*** Excerpt ***

2021 Book List

If you are reading this, I want to reiterate my thanks for your support this past year. While I consider myself an independent consultant, none of us do this alone. I truly enjoy the work I do, and I consider it an amazing privilege to have the ability to choose the people with whom I work. Gratitude is crucial to my personal and professional well being. You make me feel grateful.

For the second year in a row, I made a goal to read one book every month. No business books or marketing texts allowed. Items that made the cut include hearty fiction, finely crafted collections of short stories and essays, and a couple biographies. A little synopsis of each is included below in case you need some ideas for your own 2022 reading list. If you have any book recommendations for me, please let me know.

*** End of Excerpt ***

**Work instructions:**
[1] Write out the book list text again, everything from "For the second" down to "let me know.", replacing "hearty fiction" with "sprawling novels".
[2] Carry on the 2021 book list text from the point where it stops.
The items that follow the text aren't needed for any of the work here.

*** Data ***

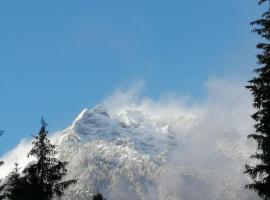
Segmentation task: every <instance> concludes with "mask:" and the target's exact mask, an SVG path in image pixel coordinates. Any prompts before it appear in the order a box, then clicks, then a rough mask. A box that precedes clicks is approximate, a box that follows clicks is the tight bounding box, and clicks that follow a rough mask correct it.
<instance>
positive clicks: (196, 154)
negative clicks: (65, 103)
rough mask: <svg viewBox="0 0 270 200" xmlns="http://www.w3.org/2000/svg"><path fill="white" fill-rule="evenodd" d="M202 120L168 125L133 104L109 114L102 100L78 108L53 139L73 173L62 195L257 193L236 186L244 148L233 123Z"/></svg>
mask: <svg viewBox="0 0 270 200" xmlns="http://www.w3.org/2000/svg"><path fill="white" fill-rule="evenodd" d="M213 121H214V120H213ZM181 124H182V125H183V129H181V128H180V129H179V126H181ZM202 126H204V122H203V119H200V117H197V116H180V117H179V116H177V117H175V120H170V123H169V122H168V121H166V120H163V119H161V118H160V119H158V118H155V117H154V116H150V115H147V114H145V113H143V112H142V111H139V110H132V111H131V110H122V111H121V112H119V113H117V114H116V115H113V116H111V115H110V113H109V112H108V111H106V109H105V108H103V107H102V106H97V107H95V108H94V109H92V110H88V109H85V110H84V111H82V113H81V114H80V115H79V116H78V117H77V118H76V120H75V121H74V122H73V123H72V124H71V125H70V126H69V127H68V128H67V129H65V130H63V131H62V132H59V133H57V137H56V144H58V148H59V149H58V150H59V152H60V157H61V159H63V160H67V161H68V162H69V172H70V176H71V177H73V178H77V179H78V184H77V185H75V186H74V187H73V186H72V187H71V188H70V189H69V190H68V191H67V193H66V197H65V199H66V200H68V199H73V200H86V199H89V198H90V197H91V195H92V194H93V193H95V192H101V193H103V194H104V196H105V197H106V198H107V199H108V200H111V199H112V200H114V199H115V200H116V199H117V200H126V199H129V200H133V199H134V200H137V199H138V200H143V199H150V200H151V199H160V200H165V199H166V200H169V199H170V200H172V199H177V200H197V199H205V200H223V199H224V200H228V199H230V200H244V199H245V200H248V199H250V200H251V199H252V200H254V199H257V197H256V195H255V194H254V193H252V192H250V191H246V190H245V189H244V185H245V183H246V182H247V181H248V180H247V177H246V176H245V175H244V174H243V173H242V172H243V166H244V164H245V163H246V162H247V158H248V155H250V151H251V149H252V148H251V147H250V144H247V140H246V136H245V135H243V134H240V133H239V132H238V131H237V130H236V129H234V128H233V127H224V126H218V125H216V126H215V125H213V127H203V128H202ZM176 127H178V128H176ZM191 130H192V131H191ZM205 132H207V135H205ZM191 133H193V134H192V135H191Z"/></svg>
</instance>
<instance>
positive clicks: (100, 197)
mask: <svg viewBox="0 0 270 200" xmlns="http://www.w3.org/2000/svg"><path fill="white" fill-rule="evenodd" d="M92 200H106V199H105V198H104V197H103V196H102V194H101V193H99V192H98V193H96V194H95V195H94V196H93V198H92Z"/></svg>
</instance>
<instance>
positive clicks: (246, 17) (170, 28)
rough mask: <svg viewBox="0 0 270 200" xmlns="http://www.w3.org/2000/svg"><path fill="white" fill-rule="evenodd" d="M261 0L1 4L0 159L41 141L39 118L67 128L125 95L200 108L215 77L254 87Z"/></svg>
mask: <svg viewBox="0 0 270 200" xmlns="http://www.w3.org/2000/svg"><path fill="white" fill-rule="evenodd" d="M261 11H262V8H259V7H258V6H257V4H256V1H254V0H226V1H216V0H204V1H191V0H170V1H159V0H155V1H154V0H147V1H141V0H128V1H127V0H115V1H108V0H107V1H105V0H91V1H83V0H78V1H69V0H65V1H64V0H59V1H46V2H45V1H34V0H32V1H30V0H29V1H27V0H26V1H1V2H0V25H1V26H0V73H1V77H0V92H1V93H0V94H1V98H0V128H2V129H5V130H6V133H5V135H4V136H2V137H1V138H0V145H1V148H0V153H3V152H5V151H6V150H8V149H10V148H12V147H13V146H14V145H16V144H17V143H18V142H19V140H20V139H21V138H24V137H29V136H30V135H31V134H35V133H36V131H37V130H38V129H39V121H40V117H41V116H44V117H45V118H46V119H47V121H48V123H49V124H50V126H49V129H50V130H52V131H53V130H60V129H63V128H65V127H66V126H67V125H68V124H69V123H70V122H71V121H72V120H73V119H74V117H75V116H76V115H77V114H78V113H79V112H80V111H81V110H82V109H83V108H85V107H92V106H94V105H95V104H97V103H99V102H100V101H102V100H103V99H104V98H105V97H106V96H108V95H110V94H111V93H112V92H113V91H114V90H115V89H116V88H118V87H128V86H130V85H132V84H133V83H134V82H136V81H143V82H144V83H145V90H144V93H145V94H146V95H147V96H149V97H151V98H157V97H159V96H160V95H161V94H164V93H168V92H173V93H176V94H179V95H189V96H192V97H193V98H194V99H195V100H196V99H198V98H202V97H203V96H204V87H203V85H204V83H205V82H206V81H207V80H208V79H209V78H211V77H225V78H226V77H229V78H237V79H238V78H240V79H241V80H246V79H247V80H248V78H249V77H250V76H251V70H252V67H253V66H254V65H255V63H256V61H255V54H256V50H255V44H256V42H257V41H258V37H257V36H256V35H255V34H253V33H251V27H250V26H249V22H250V21H252V20H253V19H256V18H257V17H258V16H259V14H260V12H261Z"/></svg>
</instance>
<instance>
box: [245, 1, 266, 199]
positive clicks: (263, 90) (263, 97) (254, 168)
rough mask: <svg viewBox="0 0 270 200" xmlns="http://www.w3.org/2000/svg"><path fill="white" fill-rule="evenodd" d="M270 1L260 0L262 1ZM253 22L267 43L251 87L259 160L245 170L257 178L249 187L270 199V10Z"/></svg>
mask: <svg viewBox="0 0 270 200" xmlns="http://www.w3.org/2000/svg"><path fill="white" fill-rule="evenodd" d="M266 2H267V1H266V0H260V1H259V4H263V3H266ZM251 25H255V29H254V32H256V33H257V34H258V35H260V36H261V37H262V38H264V39H265V42H263V43H259V44H257V48H258V49H259V50H260V51H261V52H260V53H259V54H258V55H257V60H258V63H259V64H260V67H259V68H257V69H255V73H256V76H255V77H254V78H253V79H252V80H250V81H249V85H248V86H247V88H248V89H249V90H250V91H251V93H252V95H253V98H254V99H253V106H254V107H255V108H256V112H255V113H254V114H253V115H252V118H253V119H254V120H255V126H254V127H255V130H256V131H255V133H254V134H250V135H249V136H248V138H252V139H254V140H255V141H256V143H257V152H256V153H255V154H254V155H252V156H251V159H255V160H257V161H258V162H257V164H256V165H253V166H250V165H246V171H245V173H248V174H249V175H250V177H251V179H252V180H253V182H252V183H251V184H248V185H246V188H247V189H251V190H255V191H256V192H257V193H258V195H259V196H260V197H262V198H263V199H264V200H270V43H269V40H270V10H269V9H268V10H267V11H266V12H264V13H263V15H262V17H261V19H258V20H256V21H254V22H252V23H251Z"/></svg>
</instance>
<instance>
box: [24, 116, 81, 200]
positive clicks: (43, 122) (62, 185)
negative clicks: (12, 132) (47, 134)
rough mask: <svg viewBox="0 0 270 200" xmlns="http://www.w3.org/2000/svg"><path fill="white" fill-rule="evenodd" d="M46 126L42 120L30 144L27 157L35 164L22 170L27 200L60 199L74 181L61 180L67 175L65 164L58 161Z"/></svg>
mask: <svg viewBox="0 0 270 200" xmlns="http://www.w3.org/2000/svg"><path fill="white" fill-rule="evenodd" d="M46 127H47V124H46V122H45V121H44V120H43V119H42V120H41V128H40V131H39V133H38V135H37V136H35V137H34V140H33V142H32V144H33V147H32V149H31V150H30V152H29V154H28V156H33V157H35V158H36V162H34V163H32V164H30V165H29V166H28V167H26V168H25V169H24V170H23V178H22V179H23V184H24V188H25V189H26V191H25V192H26V195H27V198H25V199H28V200H31V199H33V200H50V199H52V198H53V197H54V196H57V197H61V196H62V195H63V194H64V191H65V189H67V188H68V187H69V186H70V185H71V184H75V183H76V180H63V178H64V177H65V176H66V175H67V170H66V166H67V164H68V163H67V162H62V161H60V160H58V159H57V158H56V157H55V155H56V153H57V152H56V151H55V146H54V145H53V144H51V142H50V140H49V139H48V138H47V134H48V131H47V130H46Z"/></svg>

*** End of Data ***

**Your written answers:**
[1]
For the second year in a row, I made a goal to read one book every month. No business books or marketing texts allowed. Items that made the cut include sprawling novels, finely crafted collections of short stories and essays, and a couple biographies. A little synopsis of each is included below in case you need some ideas for your own 2022 reading list. If you have any book recommendations for me, please let me know.

[2]
JANUARY
Charles Yu. Interior Chinatown
The first book on my 2021 reading list was easily my favorite and one that I will definitely read again. The story follows the development of a man who lives in Chinatown, a place that endures an odd existence as a lively neighborhood located in America that is not quite accepted as American. At first the main character seeks to attain a certain role, a comfortable place in the world partially defined by race, economic status and societal norms. Over time he discovers his attempts to reach a uniquely defined personal pinnacle confine him. While it brings “success,” the role he seeks to play also carries emotional adversity and leaves him spiritually destitute. Within Interior Chinatown, Charles Yu reveals that the pursuit of a dream is folly when ambition’s payoff lacks true meaning. Happiness is invisible, and fulfillment is void of any status symbol.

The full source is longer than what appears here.